--- SELECTED EXTRACT ---

◆ ◆ ◆ ◆ ◆ ◆ ◆

= Optimum Patient Care Research Database =

The Optimum Patient Care Research Database (OPCRD) is an electronic medical record database, containing high-quality, de-identified data from primary care medical records from across the UK. It has been used to support healthcare research by providing access to real-world data on chronic diseases, treatments, and patient outcomes. Widely used for epidemiological studies and improving clinical practice, the OPCRD helps advance evidence-based care and inform healthcare policy.

== Data ==
As of January, 2024, the data in the OPCRD is taken from over 1,100 general practices in the UK and includes 24 million unique de-identified, longitudinal patient lives. The data is supplemented by data from patient-reported questionnaires, including sub-registries with enhanced data from asthma, COPD, and COVID-19. Within the OPCRD, patients have a mean duration of 11.7 years’ follow-up, with a majority having key summary data from birth to last data entry.

OPCRD extracts from all major UK electronic health record (EHR) systems and all clinical coding schemes. The whole of the OPCRD is mapped to the OMOP common data model, which enables international real world evidence analysis. OPCRD is a member of the European Health Data and Evidence Network.

== History   ==
The OPC Research Database was established in 2010 by David Price, Professor of Primary Care Respiratory Medicine at the University of Aberdeen. The database is held by Optimum Patient Care (OPC), a UK-based not-for-profit social enterprise. OPC's focus was initially on asthma and COPD, but the company has since expanded to include rare diseases and wider chronic medical conditions. The OPC Research Database contains data on almost all medical conditions recorded in primary care.

== Information Collected by OPCRD ==
All data collected are pseudonymised at the site of the contributing GP practices using secure extraction software installed on-site at the practices. No direct patient-identifiable or sensitive information is collected or leaves a GP practice, unless agreed otherwise for the purpose of secondary care linkage. Patients who have withdrawn from data sharing via their GP or via the national data opt-out scheme in England are not extracted by OPCRD and are thus not available for research.

◆ ◆ ◆ ◆ ◆ ◆ ◆

--- WHAT TO PRODUCE ---
Can you restate the passage on the Optimum Patient Care Research Database from "The Optimum Patient" to "inform healthcare policy.", swapping "chronic diseases" for "long-term conditions"?

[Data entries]
◆ ◆ ◆ ◆ ◆ ◆ ◆

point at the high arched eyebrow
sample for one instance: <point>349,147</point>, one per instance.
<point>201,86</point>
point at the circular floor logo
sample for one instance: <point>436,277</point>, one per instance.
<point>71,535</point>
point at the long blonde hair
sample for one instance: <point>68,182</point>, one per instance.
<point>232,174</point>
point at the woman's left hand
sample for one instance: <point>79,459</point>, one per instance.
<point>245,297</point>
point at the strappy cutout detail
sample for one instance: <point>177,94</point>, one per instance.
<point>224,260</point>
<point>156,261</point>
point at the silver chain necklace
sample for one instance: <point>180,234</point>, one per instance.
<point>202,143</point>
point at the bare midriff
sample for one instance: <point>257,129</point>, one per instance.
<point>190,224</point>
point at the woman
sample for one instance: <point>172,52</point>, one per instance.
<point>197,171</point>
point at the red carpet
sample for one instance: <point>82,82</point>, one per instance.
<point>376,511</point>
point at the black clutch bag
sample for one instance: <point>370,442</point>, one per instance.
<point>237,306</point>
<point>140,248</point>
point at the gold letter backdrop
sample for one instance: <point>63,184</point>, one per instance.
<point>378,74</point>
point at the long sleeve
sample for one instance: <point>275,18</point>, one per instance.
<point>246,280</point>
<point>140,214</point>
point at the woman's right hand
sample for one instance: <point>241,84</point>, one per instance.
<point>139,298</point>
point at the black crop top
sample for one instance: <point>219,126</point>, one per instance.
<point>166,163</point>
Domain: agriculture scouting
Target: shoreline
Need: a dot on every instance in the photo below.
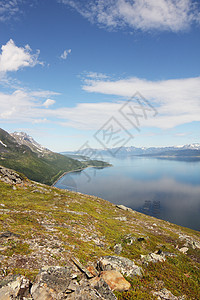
(78, 170)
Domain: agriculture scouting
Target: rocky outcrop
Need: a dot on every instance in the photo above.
(124, 265)
(10, 177)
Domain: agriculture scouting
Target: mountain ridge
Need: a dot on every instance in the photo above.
(45, 167)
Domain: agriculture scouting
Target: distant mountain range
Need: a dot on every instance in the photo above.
(184, 150)
(22, 153)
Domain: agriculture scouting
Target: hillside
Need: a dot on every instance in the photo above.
(184, 150)
(96, 250)
(40, 164)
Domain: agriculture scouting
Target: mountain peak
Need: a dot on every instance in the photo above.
(24, 139)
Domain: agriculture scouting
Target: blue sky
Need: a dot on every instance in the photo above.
(101, 73)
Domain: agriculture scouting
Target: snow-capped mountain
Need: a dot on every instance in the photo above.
(185, 150)
(23, 138)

◆ ◆ ◆ ◆ ◆ ◆ ◆

--- WRITTEN SOLUTION ---
The Optimum Patient Care Research Database (OPCRD) is an electronic medical record database, containing high-quality, de-identified data from primary care medical records from across the UK. It has been used to support healthcare research by providing access to real-world data on long-term conditions, treatments, and patient outcomes. Widely used for epidemiological studies and improving clinical practice, the OPCRD helps advance evidence-based care and inform healthcare policy.